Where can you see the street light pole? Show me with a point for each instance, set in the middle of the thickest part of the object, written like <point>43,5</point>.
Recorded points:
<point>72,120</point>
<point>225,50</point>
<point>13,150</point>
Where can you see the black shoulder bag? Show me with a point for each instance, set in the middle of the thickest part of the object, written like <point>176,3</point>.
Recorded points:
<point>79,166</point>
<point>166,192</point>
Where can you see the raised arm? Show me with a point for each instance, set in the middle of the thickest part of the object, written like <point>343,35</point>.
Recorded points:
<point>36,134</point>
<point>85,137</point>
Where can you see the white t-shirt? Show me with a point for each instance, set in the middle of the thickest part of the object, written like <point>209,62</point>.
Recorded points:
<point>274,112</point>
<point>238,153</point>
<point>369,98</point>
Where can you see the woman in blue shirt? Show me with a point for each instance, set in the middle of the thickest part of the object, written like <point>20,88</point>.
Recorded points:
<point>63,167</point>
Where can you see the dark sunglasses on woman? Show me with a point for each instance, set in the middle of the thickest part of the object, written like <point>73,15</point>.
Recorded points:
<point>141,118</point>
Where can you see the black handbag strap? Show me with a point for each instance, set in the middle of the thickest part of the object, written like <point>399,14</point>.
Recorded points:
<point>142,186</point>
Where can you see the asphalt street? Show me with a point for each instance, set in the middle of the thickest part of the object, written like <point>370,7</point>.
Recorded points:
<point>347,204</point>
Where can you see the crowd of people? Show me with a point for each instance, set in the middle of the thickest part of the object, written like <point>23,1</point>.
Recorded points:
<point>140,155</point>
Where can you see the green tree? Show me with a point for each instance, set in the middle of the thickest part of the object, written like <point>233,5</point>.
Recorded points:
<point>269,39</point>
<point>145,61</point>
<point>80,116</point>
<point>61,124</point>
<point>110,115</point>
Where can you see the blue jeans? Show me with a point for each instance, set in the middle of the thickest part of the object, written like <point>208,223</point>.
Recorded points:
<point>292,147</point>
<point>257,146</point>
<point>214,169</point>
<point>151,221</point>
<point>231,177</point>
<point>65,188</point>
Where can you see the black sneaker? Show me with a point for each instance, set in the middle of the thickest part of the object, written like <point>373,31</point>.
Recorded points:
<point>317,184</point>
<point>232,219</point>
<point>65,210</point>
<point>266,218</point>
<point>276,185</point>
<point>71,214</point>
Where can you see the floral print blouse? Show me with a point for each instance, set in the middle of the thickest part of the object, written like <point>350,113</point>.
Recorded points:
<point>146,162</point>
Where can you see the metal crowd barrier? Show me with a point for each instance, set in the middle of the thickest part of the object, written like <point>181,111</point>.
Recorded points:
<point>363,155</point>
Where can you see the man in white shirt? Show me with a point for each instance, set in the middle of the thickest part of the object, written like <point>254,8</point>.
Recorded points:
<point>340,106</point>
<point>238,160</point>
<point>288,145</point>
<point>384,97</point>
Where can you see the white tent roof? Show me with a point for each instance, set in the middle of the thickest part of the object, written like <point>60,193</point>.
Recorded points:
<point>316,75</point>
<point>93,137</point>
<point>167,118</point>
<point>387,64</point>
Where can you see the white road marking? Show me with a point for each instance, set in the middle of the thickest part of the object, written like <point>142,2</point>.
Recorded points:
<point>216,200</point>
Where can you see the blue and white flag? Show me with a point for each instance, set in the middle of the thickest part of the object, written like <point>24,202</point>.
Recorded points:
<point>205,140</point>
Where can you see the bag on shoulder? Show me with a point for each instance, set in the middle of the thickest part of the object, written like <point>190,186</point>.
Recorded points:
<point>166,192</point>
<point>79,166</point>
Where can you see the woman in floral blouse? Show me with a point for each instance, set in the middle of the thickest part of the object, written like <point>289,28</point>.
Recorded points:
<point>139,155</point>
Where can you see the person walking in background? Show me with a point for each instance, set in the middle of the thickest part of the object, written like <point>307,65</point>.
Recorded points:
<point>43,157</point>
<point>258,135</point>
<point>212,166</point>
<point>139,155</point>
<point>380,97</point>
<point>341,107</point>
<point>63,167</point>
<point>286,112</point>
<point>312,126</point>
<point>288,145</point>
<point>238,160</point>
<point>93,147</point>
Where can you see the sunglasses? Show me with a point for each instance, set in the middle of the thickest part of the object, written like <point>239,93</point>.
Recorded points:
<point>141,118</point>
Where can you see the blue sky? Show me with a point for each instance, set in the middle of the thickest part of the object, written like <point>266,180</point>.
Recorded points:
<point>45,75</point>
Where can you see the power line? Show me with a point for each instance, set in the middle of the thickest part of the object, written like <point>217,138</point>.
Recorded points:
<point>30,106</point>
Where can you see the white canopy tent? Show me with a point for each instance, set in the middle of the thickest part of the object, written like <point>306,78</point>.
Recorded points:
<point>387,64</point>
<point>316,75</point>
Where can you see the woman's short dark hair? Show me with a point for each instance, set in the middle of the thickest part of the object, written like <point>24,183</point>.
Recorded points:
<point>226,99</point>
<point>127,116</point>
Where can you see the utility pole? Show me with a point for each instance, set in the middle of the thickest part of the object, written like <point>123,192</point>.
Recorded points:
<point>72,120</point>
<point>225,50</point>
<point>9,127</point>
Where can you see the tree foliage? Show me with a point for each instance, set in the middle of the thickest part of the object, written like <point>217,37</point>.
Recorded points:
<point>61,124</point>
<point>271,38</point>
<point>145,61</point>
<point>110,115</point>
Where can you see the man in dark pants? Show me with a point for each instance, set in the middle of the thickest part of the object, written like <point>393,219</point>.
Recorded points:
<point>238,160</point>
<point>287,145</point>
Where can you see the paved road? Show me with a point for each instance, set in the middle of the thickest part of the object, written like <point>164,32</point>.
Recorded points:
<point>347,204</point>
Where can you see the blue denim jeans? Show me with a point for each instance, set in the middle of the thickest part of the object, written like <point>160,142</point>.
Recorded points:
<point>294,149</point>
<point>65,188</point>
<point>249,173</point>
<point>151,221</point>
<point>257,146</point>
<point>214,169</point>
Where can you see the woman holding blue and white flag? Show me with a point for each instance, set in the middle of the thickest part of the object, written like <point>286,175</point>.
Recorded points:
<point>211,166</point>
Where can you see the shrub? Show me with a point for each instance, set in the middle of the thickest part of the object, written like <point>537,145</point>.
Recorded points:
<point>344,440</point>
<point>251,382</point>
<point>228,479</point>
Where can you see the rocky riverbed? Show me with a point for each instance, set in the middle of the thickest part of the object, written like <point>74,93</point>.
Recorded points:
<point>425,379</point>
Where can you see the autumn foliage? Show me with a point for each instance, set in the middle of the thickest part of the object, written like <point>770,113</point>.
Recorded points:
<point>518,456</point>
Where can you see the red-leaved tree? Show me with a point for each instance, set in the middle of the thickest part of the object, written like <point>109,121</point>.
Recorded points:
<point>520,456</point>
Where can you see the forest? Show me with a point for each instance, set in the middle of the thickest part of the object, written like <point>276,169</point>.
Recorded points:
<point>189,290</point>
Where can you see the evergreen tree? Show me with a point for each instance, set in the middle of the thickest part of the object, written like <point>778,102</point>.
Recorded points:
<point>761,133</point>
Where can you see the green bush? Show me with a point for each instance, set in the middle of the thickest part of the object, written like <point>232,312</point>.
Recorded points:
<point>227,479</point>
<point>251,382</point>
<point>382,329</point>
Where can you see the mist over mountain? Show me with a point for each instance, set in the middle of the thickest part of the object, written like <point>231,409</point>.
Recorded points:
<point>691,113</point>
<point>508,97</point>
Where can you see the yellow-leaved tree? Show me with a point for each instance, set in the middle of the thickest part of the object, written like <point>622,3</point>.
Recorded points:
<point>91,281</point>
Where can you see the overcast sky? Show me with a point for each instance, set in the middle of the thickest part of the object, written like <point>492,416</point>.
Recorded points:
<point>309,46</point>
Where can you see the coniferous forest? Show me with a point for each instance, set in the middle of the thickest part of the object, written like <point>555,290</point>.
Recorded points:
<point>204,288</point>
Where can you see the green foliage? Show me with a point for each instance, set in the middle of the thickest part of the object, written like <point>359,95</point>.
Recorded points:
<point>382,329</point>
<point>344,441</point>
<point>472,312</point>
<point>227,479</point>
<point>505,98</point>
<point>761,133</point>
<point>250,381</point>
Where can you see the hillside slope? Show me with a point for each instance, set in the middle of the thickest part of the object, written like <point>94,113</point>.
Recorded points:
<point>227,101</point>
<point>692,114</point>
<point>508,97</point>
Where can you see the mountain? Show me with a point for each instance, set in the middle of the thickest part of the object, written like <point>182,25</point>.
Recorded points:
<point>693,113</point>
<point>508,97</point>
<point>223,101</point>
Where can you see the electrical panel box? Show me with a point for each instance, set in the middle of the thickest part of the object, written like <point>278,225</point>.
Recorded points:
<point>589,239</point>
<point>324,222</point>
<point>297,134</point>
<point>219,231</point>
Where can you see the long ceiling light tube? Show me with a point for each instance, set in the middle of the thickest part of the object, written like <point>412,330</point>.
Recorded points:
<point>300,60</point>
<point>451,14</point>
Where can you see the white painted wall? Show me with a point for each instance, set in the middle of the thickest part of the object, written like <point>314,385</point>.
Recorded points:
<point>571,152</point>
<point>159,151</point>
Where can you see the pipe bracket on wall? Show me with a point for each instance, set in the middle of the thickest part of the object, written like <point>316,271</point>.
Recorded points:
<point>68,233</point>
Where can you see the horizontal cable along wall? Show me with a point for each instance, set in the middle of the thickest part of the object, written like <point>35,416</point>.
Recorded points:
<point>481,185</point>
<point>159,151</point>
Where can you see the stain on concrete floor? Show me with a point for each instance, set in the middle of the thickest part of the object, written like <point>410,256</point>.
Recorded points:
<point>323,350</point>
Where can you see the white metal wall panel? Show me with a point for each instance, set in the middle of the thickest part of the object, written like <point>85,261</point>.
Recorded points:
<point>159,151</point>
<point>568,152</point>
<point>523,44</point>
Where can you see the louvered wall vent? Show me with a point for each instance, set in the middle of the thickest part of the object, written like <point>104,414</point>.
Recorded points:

» **WORK INSTRUCTIONS**
Scan the material above. Extract every line in which the word "crowd" occurs.

» **TASK RESPONSE**
Where can you see the crowd of people? Show me with a point for each instance, set in the middle of the thickest part of the object, written like <point>23,1</point>.
Where can you see the metal crowd barrier? Show me with a point for each instance, set in the middle of the thickest part of the object, written like <point>181,111</point>.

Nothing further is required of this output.